(Stored entries)
▼

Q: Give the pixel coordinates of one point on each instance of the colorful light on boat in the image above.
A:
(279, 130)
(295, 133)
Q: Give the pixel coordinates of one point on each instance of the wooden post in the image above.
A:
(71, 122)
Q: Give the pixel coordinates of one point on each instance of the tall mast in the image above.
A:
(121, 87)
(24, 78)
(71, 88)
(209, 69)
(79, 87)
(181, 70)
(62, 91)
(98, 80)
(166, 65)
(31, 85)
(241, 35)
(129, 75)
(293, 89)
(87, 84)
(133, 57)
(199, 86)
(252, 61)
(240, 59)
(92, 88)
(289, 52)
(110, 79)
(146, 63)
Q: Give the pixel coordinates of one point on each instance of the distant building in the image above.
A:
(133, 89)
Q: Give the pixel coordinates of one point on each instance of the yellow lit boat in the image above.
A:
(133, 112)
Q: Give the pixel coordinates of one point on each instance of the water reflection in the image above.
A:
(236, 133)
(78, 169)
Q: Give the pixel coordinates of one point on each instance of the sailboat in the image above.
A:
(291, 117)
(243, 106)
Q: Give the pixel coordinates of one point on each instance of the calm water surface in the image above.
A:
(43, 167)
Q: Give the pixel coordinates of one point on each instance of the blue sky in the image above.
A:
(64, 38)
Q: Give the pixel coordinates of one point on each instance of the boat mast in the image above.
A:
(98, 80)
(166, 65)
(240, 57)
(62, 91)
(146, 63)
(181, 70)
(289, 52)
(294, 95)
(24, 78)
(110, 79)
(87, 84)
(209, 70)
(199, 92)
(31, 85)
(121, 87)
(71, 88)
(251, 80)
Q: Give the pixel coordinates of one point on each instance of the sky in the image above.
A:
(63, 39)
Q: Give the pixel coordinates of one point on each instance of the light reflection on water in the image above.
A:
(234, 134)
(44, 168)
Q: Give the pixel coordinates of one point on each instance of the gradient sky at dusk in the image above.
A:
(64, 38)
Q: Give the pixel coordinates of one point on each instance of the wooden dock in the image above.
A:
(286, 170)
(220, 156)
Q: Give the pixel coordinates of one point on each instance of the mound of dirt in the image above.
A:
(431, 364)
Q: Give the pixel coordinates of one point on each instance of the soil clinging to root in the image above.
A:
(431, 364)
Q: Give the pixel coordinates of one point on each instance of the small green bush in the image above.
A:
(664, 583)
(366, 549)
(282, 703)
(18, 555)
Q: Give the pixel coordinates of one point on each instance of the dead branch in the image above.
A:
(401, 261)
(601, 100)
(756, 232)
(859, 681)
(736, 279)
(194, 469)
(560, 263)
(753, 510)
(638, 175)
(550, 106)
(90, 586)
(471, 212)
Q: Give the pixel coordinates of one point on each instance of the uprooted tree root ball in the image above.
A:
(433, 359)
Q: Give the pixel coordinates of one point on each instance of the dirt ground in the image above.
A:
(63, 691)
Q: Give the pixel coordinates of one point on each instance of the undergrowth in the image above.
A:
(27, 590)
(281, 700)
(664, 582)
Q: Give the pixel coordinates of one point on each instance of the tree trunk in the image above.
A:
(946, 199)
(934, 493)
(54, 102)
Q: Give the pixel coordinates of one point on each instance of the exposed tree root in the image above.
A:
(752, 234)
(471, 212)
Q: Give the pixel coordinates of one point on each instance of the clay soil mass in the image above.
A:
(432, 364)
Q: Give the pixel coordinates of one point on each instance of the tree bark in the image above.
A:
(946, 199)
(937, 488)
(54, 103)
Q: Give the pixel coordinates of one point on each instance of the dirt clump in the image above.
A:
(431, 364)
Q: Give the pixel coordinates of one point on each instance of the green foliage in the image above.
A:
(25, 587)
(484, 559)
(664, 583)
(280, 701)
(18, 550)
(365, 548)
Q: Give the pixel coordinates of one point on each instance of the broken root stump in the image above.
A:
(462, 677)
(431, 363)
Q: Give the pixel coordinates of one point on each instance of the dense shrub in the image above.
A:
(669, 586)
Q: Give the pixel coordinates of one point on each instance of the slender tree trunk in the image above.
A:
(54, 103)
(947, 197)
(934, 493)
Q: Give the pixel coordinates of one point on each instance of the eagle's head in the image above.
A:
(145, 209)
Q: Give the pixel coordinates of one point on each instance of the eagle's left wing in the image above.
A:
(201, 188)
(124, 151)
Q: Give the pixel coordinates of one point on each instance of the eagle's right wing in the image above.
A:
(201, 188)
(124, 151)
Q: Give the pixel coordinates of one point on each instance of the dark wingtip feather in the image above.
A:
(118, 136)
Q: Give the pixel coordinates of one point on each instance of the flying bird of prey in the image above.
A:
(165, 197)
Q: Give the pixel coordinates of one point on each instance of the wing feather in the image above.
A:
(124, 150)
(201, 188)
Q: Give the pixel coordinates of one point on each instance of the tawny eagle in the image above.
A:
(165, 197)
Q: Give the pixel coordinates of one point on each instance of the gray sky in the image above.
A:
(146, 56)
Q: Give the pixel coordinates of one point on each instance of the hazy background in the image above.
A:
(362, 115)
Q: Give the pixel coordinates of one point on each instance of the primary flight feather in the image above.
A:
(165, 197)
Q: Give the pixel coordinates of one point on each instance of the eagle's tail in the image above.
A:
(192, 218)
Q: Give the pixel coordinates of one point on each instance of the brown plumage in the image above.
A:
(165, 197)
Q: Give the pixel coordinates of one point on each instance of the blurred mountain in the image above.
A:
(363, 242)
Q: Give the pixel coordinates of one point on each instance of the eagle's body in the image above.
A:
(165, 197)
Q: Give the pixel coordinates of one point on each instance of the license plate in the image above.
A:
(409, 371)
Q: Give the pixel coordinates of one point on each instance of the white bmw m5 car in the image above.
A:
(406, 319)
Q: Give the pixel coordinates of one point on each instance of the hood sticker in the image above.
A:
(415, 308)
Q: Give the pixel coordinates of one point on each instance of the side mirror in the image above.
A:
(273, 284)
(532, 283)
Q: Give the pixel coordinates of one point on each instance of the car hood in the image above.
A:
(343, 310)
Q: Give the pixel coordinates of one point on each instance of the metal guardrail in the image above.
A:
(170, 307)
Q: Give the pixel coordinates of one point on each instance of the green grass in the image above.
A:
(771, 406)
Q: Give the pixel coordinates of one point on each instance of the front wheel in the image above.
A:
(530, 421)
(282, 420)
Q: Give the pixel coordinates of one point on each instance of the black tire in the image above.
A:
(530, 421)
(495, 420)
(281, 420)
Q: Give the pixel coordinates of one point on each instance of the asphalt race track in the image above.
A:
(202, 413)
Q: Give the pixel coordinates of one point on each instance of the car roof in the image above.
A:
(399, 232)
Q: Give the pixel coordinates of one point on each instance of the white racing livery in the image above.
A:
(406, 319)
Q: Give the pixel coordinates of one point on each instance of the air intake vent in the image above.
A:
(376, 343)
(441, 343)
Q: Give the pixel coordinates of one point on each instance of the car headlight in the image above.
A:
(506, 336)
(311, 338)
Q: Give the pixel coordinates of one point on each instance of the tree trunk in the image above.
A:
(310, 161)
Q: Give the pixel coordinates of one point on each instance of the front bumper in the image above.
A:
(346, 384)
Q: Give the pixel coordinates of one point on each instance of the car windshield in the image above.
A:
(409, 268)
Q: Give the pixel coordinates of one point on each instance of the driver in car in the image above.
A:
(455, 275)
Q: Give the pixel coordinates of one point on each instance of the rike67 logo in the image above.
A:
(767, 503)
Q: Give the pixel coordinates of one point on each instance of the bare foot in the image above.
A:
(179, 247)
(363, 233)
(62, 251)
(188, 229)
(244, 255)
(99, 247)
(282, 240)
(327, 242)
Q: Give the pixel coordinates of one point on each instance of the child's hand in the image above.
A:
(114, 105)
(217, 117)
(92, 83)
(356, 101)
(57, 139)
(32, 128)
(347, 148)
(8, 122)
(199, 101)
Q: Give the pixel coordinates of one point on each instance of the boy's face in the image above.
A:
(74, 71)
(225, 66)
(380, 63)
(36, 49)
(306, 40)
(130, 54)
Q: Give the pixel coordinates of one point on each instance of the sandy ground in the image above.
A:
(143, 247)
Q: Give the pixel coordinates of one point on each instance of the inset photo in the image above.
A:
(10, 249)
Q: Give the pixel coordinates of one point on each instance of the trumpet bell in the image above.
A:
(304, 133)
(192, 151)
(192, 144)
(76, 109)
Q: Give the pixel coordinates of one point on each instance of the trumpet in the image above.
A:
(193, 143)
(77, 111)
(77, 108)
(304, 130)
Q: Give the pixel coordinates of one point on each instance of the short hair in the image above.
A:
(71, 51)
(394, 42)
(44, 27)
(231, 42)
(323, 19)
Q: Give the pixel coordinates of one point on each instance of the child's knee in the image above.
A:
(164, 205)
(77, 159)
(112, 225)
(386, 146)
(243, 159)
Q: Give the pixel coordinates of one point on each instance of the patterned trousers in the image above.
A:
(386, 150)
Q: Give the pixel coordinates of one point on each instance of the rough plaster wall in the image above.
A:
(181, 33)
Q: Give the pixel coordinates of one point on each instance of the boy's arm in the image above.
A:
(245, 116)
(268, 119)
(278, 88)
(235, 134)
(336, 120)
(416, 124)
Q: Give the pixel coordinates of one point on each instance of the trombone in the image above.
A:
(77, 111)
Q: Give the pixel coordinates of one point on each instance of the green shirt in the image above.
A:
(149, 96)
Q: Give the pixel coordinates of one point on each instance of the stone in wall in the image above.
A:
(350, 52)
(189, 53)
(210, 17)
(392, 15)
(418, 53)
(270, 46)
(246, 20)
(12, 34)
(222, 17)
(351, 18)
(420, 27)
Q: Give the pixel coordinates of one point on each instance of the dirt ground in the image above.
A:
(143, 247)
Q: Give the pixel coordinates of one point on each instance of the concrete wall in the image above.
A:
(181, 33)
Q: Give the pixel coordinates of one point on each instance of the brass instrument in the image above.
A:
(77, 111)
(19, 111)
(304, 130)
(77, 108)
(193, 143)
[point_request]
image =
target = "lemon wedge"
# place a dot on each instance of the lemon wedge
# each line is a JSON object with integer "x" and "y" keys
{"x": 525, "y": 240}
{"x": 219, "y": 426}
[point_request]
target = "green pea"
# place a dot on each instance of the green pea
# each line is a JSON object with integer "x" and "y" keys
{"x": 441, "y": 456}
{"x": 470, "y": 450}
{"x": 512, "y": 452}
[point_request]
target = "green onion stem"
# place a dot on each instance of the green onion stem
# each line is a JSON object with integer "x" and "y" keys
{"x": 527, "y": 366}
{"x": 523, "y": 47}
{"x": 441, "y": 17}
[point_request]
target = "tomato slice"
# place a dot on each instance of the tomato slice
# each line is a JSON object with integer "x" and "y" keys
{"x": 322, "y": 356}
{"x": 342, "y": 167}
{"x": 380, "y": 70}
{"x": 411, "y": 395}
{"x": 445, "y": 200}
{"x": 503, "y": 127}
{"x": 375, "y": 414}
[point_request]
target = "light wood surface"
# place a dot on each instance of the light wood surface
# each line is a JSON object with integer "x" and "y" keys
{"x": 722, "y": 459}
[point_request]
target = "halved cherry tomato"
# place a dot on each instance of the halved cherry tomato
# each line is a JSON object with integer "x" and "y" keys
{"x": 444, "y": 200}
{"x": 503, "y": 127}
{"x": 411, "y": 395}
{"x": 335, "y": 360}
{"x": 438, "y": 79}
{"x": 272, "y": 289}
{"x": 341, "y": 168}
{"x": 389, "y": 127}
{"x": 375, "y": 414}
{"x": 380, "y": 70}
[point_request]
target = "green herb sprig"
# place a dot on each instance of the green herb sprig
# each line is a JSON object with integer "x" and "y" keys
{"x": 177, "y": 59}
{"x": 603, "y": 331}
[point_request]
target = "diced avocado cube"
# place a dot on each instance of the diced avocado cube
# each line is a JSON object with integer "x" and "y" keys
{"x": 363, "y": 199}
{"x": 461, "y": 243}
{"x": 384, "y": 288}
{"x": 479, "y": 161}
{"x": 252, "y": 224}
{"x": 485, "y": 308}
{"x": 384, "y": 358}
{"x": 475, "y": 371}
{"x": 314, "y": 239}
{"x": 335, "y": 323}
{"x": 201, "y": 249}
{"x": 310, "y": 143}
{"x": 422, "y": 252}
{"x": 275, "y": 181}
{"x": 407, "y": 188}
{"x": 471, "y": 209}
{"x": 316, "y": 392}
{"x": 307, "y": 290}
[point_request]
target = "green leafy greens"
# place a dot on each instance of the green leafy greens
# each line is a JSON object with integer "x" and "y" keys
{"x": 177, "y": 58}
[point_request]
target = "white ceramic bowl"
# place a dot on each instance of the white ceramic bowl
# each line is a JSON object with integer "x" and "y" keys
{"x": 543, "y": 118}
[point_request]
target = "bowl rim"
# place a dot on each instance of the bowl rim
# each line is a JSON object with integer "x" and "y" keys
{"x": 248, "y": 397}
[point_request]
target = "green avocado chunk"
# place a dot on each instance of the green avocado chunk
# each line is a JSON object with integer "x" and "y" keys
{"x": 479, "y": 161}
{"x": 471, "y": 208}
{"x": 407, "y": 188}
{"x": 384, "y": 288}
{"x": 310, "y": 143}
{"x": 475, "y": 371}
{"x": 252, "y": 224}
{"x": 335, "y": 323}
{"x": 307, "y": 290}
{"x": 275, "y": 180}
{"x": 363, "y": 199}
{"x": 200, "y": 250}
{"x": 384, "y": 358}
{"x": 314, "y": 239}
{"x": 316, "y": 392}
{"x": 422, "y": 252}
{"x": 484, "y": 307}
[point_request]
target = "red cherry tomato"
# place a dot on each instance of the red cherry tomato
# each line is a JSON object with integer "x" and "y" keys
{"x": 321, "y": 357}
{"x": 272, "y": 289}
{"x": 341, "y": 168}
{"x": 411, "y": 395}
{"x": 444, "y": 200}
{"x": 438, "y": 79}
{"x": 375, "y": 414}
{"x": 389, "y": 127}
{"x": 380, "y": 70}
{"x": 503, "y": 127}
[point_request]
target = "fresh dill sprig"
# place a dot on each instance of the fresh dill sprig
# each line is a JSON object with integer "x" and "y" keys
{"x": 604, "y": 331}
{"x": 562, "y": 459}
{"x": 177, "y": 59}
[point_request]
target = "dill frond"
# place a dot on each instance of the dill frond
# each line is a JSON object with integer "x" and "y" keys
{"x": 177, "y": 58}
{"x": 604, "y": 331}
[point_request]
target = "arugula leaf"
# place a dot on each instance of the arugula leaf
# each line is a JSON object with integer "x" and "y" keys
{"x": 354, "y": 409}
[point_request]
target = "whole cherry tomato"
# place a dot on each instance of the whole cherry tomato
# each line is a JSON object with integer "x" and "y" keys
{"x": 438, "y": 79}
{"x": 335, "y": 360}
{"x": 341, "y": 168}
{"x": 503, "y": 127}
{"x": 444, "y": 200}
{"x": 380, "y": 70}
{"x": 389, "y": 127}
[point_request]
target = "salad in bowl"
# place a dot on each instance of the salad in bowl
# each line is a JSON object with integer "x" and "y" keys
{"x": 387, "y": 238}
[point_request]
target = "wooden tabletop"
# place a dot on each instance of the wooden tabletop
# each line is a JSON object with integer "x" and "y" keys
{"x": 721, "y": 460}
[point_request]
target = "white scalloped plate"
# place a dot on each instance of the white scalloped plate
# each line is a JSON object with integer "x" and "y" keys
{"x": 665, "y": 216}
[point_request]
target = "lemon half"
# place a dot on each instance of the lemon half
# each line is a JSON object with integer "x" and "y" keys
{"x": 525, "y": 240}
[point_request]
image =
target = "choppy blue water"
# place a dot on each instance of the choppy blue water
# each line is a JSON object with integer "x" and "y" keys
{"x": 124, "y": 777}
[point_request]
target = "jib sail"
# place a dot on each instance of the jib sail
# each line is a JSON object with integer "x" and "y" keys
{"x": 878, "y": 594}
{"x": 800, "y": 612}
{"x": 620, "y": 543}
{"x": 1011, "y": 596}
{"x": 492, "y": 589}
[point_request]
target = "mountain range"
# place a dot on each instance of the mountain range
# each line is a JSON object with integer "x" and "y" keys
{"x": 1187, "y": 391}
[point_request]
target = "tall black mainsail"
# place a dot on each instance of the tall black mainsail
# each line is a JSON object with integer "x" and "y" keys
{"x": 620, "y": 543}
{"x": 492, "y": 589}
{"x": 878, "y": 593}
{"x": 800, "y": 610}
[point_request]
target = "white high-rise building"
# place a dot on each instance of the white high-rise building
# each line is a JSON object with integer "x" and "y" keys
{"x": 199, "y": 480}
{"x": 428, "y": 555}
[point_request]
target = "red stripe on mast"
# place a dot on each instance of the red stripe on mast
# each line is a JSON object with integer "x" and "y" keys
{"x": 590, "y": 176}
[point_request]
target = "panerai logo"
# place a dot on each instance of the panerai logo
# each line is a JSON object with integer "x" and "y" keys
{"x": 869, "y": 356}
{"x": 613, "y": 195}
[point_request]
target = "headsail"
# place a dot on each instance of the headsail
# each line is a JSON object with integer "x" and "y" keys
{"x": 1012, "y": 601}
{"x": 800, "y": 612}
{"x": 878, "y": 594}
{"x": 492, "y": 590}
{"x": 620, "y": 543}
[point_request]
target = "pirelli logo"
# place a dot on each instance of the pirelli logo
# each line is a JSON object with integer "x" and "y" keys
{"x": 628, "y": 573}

▲

*What the exercise asks*: Which of the lines above contain the word "cherry"? Select them and copy each one out in full.

*Output of the exercise*:
target = "halved cherry tomato"
# place a dot on each instance of the halved cherry tomato
target = "red cherry tomato"
# place a dot on each instance of the red cherry tomato
target = "whole cherry tomato"
# place a dot on each instance of the whole cherry tomato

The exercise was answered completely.